- What you need to do -
Copy out, word for word, the stretch of the records below from the line containing "Target: person wearing backpack" through the line containing "(585, 1252)", with both of those lines included. Leave out any pictures.
>>>
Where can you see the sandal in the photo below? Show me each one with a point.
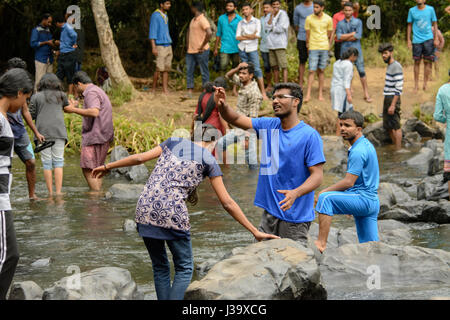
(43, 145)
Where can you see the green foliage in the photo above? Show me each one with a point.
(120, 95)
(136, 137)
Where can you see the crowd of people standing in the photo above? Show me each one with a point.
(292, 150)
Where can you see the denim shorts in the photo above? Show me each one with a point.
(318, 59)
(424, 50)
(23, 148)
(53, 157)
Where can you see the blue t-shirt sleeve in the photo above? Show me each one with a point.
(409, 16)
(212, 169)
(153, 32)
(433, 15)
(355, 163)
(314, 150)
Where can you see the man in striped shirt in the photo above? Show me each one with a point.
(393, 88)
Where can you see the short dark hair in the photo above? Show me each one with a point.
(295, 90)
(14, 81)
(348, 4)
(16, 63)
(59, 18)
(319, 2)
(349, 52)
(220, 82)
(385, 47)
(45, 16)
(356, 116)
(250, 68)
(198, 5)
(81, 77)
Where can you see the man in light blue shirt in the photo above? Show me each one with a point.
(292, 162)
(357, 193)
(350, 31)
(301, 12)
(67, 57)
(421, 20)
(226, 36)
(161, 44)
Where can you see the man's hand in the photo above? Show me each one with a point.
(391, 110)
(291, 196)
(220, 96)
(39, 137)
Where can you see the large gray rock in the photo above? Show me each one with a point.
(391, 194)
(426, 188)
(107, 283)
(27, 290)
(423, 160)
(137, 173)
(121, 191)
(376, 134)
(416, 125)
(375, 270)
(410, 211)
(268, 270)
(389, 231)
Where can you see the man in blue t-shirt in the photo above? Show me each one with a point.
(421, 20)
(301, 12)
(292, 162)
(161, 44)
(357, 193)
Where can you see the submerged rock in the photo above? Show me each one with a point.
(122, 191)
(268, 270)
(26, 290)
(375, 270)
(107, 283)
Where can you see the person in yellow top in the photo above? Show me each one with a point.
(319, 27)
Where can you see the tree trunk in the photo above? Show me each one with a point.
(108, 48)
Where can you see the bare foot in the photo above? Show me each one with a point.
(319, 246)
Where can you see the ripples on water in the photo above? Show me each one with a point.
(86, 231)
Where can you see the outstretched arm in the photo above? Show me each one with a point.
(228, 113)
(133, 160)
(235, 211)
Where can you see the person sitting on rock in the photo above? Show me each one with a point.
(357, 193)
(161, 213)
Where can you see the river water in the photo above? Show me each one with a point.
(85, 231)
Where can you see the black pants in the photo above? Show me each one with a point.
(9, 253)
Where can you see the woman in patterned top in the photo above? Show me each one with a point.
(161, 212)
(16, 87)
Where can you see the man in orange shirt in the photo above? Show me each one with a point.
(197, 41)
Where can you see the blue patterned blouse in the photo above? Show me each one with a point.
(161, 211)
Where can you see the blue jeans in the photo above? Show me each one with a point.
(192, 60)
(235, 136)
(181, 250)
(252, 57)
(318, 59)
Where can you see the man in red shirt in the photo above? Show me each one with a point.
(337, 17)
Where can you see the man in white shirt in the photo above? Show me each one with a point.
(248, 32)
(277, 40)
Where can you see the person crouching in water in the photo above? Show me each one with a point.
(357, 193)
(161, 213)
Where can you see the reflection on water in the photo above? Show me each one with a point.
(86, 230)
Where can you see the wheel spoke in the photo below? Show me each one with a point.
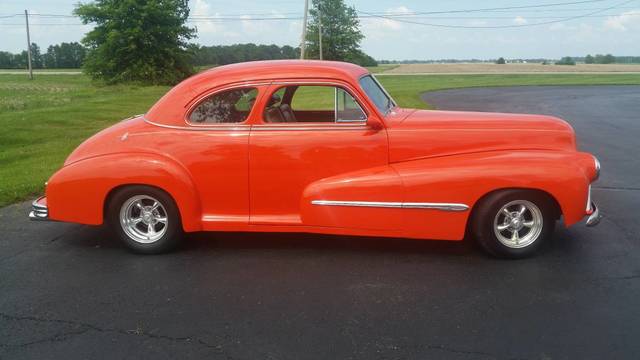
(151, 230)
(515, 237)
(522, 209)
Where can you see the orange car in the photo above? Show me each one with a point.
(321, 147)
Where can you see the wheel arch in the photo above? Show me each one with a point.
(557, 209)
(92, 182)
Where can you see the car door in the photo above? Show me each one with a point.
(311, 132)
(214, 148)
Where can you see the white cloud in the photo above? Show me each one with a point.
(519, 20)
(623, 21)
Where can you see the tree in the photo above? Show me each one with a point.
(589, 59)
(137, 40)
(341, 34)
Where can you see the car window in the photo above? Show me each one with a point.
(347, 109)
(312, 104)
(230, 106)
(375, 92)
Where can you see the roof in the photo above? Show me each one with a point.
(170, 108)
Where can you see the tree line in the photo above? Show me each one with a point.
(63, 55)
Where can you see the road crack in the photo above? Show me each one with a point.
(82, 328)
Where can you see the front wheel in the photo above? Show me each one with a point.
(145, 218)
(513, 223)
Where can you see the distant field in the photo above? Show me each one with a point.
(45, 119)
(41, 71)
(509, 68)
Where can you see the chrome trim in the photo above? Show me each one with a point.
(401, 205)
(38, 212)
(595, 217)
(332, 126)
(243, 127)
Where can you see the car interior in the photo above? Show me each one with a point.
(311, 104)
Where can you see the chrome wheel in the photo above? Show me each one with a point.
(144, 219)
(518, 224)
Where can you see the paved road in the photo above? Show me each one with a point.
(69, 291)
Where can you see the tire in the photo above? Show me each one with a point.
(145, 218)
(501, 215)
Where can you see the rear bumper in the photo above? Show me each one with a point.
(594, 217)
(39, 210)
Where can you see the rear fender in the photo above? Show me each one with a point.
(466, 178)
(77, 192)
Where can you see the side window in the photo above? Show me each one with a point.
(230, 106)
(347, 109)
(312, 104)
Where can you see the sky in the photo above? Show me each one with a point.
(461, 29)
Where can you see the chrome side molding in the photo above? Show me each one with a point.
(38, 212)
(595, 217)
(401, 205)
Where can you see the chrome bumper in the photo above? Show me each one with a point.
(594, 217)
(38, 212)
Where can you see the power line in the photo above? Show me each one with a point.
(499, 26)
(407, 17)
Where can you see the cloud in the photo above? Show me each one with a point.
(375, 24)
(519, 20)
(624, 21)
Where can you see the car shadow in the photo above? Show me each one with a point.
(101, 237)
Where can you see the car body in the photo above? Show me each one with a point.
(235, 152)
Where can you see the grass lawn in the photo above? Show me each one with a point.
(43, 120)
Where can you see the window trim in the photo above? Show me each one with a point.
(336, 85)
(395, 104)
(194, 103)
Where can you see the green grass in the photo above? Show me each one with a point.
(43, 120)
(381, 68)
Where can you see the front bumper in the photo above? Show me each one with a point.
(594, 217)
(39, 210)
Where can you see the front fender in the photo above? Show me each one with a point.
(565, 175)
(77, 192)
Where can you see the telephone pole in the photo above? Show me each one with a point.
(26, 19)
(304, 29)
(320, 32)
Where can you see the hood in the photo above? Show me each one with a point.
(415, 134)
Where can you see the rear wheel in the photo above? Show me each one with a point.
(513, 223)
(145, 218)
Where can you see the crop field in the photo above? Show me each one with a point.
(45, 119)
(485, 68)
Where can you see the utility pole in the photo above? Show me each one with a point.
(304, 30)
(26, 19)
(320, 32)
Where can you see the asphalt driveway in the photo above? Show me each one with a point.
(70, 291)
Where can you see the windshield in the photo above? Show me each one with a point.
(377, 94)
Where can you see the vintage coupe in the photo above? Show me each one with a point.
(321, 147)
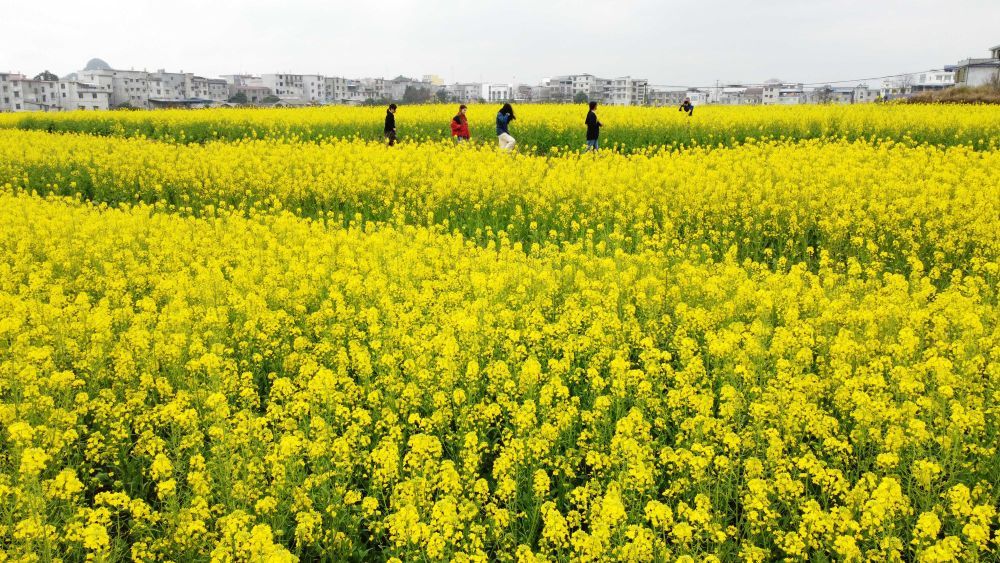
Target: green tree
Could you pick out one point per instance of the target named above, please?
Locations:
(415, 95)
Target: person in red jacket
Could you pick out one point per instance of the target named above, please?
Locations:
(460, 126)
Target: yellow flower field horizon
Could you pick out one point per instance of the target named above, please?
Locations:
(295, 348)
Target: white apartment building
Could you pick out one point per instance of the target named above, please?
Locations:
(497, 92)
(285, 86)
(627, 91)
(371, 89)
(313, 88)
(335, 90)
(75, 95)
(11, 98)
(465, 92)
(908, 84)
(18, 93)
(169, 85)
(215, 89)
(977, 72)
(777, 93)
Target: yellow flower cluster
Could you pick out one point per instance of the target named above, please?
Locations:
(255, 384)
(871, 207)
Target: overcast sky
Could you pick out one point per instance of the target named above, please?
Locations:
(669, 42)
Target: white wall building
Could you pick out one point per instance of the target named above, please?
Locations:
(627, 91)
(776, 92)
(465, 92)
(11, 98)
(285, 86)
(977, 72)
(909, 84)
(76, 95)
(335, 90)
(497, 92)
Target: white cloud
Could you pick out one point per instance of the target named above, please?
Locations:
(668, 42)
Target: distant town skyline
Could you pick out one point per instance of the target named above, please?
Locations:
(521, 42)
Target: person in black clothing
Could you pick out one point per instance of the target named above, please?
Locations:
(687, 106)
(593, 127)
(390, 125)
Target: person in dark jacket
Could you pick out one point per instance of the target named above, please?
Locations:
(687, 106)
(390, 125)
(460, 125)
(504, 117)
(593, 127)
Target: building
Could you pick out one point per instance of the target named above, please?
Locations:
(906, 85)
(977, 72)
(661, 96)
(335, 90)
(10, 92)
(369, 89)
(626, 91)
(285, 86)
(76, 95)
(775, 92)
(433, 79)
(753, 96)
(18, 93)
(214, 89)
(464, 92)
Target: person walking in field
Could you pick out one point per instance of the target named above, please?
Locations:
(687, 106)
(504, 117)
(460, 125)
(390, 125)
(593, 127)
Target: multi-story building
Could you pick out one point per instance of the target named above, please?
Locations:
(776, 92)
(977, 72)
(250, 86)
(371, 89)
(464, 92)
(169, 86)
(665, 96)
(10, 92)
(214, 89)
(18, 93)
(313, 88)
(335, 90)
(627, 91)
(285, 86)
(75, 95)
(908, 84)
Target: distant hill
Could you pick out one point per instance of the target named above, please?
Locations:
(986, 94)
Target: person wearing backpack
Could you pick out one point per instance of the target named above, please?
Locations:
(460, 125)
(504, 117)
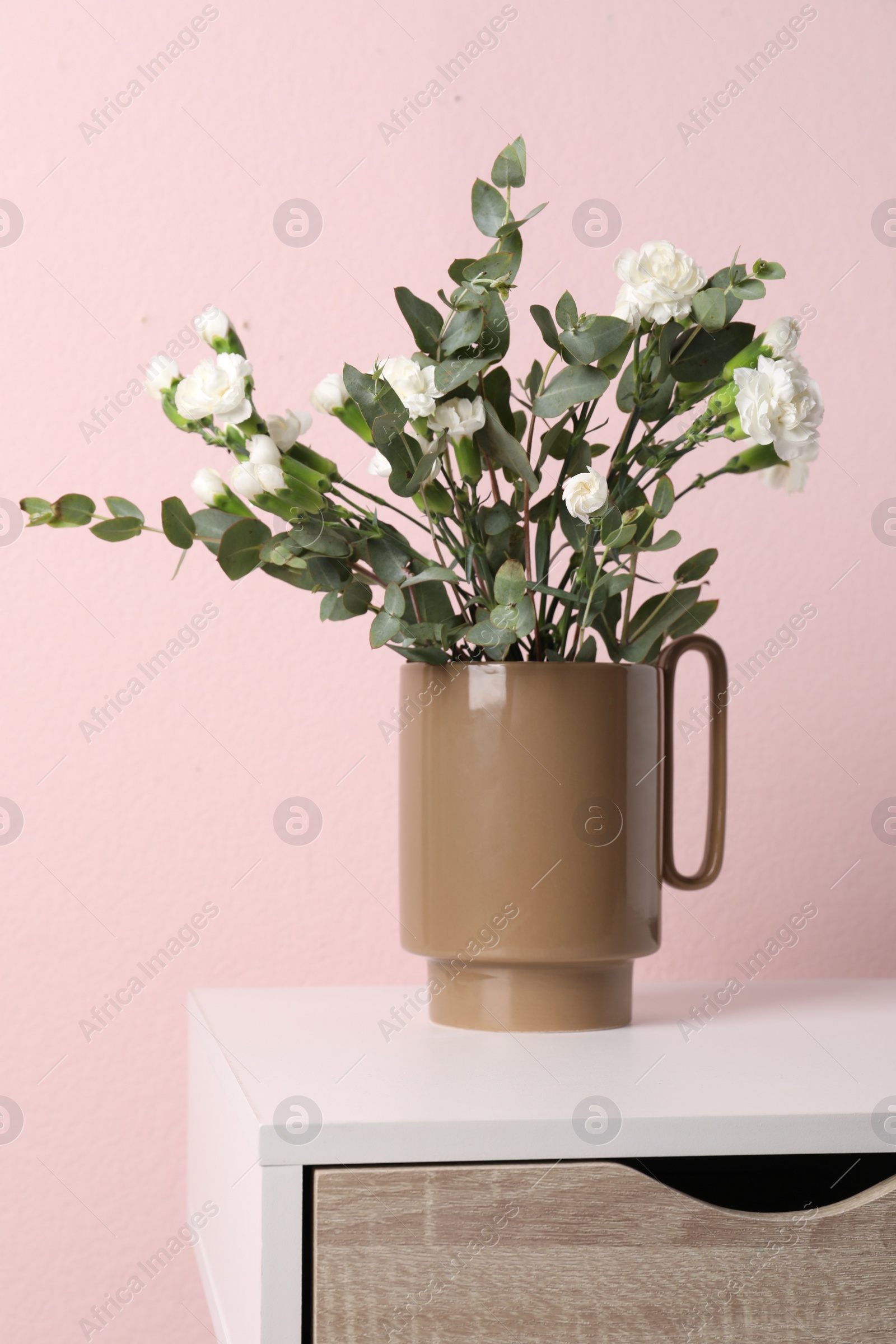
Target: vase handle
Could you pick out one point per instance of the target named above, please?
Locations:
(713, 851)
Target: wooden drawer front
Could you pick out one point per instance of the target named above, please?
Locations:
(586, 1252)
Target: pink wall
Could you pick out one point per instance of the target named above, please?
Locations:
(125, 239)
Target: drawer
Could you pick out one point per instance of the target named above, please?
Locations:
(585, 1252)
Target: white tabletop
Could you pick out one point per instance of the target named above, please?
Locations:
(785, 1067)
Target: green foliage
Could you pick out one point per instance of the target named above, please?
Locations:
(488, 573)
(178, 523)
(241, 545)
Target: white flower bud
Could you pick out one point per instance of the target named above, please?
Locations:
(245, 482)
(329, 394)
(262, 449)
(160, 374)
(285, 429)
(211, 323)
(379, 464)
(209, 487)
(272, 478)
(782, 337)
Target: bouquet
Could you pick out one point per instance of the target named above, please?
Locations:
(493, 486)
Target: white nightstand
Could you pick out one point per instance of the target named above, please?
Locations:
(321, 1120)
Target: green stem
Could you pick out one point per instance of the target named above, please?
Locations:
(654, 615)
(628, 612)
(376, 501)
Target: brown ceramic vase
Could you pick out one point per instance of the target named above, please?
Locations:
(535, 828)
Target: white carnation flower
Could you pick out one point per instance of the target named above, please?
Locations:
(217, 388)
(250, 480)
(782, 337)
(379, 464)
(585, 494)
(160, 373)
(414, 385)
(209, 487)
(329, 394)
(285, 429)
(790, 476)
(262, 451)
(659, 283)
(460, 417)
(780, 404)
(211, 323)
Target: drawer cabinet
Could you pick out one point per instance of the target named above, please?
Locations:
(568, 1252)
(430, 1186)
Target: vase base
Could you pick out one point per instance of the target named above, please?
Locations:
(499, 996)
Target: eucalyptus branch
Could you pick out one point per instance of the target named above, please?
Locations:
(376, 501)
<<<
- Exercise output -
Target: person wearing backpack
Could you pick out one point per instance of the target named above, please?
Locations:
(460, 125)
(504, 117)
Target: vase handle
Could you pick out one point per instance of the target named above, please?
Locations:
(713, 851)
Target: wooden drawer front
Could you pick out one point per instance of the target named above, please?
Locations:
(586, 1252)
Target: pink wall
Could you pick out one point per instance of the target named above, please?
Locations:
(125, 239)
Target: drawer
Could you pick out one point per instance of the target named above, please?
Locations:
(585, 1252)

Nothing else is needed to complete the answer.